▶ _Tareas por realizar_
1. Enumera los documentos y las reuniones de la Iglesia que se citan por su nombre en los dos párrafos del texto sobre la JMJ y la Misión Madrid.
2. Según el texto sobre la JMJ y la Misión Madrid, ¿con qué palabra decía el Beato Juan Pablo II que debía caracterizarse la Iglesia del tercer milenio?
3. Reproduce el pasaje del texto sobre la JMJ y la Misión Madrid que va desde "No podía ser" hasta "de los hombres.", ambos incluidos.

De la JMJ, a la Misión Madrid - Alfa y Omega

De la JMJ, a la Misión Madrid

César Augusto Franco Martínez
No os guardéis a Cristo para vosotros mismos

Al finalizar al Jornada Mundial de la Juventud (JMJ), muchos preguntaban: ¿Y ahora qué? El esfuerzo ímprobo de tres años no podía quedar reducido a aquellos días inolvidables. La propuesta del señor cardenal de Madrid de realizar una misión en la ciudad responde, en cierta medida, a la pregunta. Y es también uno de los frutos de la JMJ y del impulso misionero que dio Benedicto XVI con su magisterio. La invitación a los jóvenes para hacerse presentes, hasta en los lugares más hostiles al Evangelio, y anunciar a Cristo ha sido sin duda una de las claves para entender la JMJ. El Papa recordó que «no se puede encontrar a Cristo y no darlo a conocer a los demás… No os guardéis a Cristo para vosotros mismos. Comunicad a los demás la alegría de vuestra fe».

No podía ser de otra manera. En la Iglesia, todo es misión. Ella vive para evangelizar y hacer posible el encuentro con Cristo, como recuerda el Instrumentum laboris del próximo Sínodo de los Obispos. El Beato Juan Pablo II solía decir que la Iglesia del tercer milenio debía caracterizarse por una palabra: Misión. Basta leer su gran documento sobre la misión de la Iglesia —Redemptoris missio— para descubrir hasta qué punto latía en el corazón de este gran Papa la pasión por el Evangelio y por transmitir la fe. Desde sus orígenes, la Iglesia no ha hecho otra cosa que anunciar a Cristo y hacerlo presente en la historia de los hombres.

▶ _Extractos de datos_
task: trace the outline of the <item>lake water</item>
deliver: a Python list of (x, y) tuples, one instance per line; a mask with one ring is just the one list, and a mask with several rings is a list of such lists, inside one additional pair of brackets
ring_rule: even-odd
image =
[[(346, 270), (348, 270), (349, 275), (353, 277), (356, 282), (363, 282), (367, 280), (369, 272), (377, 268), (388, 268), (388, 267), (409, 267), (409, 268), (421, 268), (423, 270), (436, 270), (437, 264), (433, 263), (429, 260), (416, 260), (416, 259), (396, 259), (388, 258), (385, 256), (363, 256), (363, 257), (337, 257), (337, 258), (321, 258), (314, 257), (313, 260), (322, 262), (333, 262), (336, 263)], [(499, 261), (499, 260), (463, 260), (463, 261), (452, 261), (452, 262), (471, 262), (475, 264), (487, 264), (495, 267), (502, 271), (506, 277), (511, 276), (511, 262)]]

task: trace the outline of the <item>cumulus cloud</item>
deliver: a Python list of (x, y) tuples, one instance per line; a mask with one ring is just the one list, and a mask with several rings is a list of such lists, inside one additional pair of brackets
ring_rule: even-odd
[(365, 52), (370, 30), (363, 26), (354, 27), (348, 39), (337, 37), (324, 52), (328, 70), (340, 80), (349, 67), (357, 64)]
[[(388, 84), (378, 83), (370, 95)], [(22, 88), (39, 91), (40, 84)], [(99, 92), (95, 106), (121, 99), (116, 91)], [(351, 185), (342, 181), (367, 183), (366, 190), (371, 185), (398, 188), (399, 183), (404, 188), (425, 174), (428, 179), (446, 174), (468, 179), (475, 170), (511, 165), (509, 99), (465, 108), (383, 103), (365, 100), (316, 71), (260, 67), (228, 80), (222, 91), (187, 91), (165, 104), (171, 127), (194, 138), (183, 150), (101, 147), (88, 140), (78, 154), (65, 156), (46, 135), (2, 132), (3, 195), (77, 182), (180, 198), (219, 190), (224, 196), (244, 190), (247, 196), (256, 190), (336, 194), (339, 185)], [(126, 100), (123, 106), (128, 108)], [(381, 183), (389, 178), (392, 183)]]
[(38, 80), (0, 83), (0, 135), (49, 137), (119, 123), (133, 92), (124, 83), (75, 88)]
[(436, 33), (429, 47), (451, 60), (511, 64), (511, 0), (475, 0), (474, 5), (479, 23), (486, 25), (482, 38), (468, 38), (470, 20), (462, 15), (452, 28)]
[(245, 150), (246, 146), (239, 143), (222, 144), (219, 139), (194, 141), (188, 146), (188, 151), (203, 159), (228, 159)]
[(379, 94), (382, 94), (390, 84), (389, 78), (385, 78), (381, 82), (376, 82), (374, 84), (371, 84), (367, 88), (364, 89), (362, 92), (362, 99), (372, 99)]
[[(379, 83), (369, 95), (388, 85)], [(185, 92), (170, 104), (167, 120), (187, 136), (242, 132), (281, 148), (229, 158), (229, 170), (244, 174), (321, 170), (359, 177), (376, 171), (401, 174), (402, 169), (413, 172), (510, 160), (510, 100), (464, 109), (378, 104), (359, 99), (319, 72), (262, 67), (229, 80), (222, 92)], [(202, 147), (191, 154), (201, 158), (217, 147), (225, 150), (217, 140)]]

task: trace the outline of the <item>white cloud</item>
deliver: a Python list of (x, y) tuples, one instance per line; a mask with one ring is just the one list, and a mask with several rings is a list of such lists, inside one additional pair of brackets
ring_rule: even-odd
---
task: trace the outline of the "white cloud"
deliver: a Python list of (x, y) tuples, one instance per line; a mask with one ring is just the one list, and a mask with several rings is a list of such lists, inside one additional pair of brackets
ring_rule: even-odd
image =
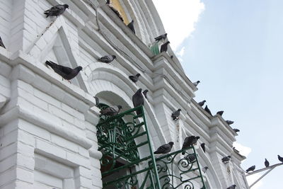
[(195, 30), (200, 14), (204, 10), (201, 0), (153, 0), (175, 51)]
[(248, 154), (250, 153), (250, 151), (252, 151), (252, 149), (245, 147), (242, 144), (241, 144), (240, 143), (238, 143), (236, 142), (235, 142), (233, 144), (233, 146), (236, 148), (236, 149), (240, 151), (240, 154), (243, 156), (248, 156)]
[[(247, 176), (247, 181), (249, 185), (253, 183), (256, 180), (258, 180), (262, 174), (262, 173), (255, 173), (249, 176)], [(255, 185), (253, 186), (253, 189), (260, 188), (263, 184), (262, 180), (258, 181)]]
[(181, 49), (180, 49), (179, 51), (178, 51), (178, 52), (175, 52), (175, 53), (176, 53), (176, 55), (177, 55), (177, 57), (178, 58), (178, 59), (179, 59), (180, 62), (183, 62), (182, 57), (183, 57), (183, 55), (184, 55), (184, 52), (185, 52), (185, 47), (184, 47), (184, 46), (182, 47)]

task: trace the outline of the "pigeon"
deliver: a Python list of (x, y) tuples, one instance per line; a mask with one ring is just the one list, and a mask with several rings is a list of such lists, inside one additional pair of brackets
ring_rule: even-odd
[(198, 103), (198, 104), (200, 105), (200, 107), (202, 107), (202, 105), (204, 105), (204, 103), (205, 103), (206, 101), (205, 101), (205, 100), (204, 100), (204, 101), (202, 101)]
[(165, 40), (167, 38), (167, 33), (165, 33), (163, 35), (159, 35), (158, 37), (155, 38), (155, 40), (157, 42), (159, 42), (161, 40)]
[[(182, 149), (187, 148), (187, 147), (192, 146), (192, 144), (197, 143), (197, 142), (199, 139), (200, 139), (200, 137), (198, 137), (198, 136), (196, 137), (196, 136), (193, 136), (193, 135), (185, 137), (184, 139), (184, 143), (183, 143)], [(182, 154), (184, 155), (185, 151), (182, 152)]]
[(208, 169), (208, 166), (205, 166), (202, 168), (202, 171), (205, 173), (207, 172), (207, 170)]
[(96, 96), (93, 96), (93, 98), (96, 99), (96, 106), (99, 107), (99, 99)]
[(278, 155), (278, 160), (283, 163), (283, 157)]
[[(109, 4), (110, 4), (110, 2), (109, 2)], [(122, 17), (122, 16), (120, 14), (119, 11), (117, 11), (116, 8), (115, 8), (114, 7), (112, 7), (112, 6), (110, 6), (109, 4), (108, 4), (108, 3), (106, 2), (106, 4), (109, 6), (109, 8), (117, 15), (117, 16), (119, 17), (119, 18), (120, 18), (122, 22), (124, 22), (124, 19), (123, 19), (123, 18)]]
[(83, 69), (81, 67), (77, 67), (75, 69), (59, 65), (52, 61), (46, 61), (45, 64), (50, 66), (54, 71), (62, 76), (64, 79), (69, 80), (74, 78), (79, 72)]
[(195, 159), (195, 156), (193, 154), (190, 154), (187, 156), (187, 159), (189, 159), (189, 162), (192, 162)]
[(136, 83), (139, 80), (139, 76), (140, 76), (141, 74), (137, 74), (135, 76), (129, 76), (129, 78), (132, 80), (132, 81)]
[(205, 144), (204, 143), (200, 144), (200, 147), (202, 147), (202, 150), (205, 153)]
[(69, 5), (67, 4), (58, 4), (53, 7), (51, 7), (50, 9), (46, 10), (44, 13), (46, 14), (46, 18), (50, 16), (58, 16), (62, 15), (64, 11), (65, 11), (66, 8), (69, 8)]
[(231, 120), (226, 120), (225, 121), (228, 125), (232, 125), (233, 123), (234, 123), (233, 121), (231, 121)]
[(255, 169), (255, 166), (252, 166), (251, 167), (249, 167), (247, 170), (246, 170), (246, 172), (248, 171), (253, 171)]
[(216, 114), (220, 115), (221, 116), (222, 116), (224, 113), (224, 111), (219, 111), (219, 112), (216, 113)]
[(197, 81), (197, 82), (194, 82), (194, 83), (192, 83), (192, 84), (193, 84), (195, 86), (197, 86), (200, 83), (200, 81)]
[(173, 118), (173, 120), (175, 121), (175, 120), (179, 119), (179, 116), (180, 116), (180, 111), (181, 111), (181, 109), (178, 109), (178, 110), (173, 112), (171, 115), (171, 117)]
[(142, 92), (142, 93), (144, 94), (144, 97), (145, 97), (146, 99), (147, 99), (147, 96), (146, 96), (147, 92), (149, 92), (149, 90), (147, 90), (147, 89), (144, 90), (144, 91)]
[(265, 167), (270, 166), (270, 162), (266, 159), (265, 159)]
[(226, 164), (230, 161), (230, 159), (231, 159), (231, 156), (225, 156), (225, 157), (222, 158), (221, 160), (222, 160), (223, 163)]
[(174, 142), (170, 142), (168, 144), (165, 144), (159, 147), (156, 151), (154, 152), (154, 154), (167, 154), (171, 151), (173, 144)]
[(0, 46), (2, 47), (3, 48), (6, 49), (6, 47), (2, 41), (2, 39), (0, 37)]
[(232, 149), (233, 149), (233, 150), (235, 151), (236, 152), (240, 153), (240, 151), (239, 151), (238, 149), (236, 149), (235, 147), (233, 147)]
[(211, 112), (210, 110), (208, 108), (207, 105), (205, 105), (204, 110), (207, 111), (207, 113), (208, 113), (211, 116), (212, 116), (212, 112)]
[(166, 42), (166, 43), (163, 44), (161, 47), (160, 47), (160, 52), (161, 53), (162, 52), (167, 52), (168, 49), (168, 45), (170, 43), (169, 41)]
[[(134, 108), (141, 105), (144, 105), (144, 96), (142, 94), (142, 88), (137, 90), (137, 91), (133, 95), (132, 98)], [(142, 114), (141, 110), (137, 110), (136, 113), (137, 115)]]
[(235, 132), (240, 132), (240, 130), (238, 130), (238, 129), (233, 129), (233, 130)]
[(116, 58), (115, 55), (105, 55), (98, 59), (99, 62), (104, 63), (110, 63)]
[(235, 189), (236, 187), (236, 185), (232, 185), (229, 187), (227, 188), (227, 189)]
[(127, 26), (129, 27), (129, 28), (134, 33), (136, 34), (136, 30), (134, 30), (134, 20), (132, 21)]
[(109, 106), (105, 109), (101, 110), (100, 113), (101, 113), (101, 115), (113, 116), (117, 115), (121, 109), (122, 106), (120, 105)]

▶ _Resultados del ejercicio_
1.
Jornada Mundial de la Juventud (JMJ)
Sínodo de los Obispos
Instrumentum laboris
Redemptoris missio

2. Con la palabra «Misión».

3.
No podía ser de otra manera. En la Iglesia, todo es misión. Ella vive para evangelizar y hacer posible el encuentro con Cristo, como recuerda el Instrumentum laboris del próximo Sínodo de los Obispos. El Beato Juan Pablo II solía decir que la Iglesia del tercer milenio debía caracterizarse por una palabra: Misión. Basta leer su gran documento sobre la misión de la Iglesia —Redemptoris missio— para descubrir hasta qué punto latía en el corazón de este gran Papa la pasión por el Evangelio y por transmitir la fe. Desde sus orígenes, la Iglesia no ha hecho otra cosa que anunciar a Cristo y hacerlo presente en la historia de los hombres.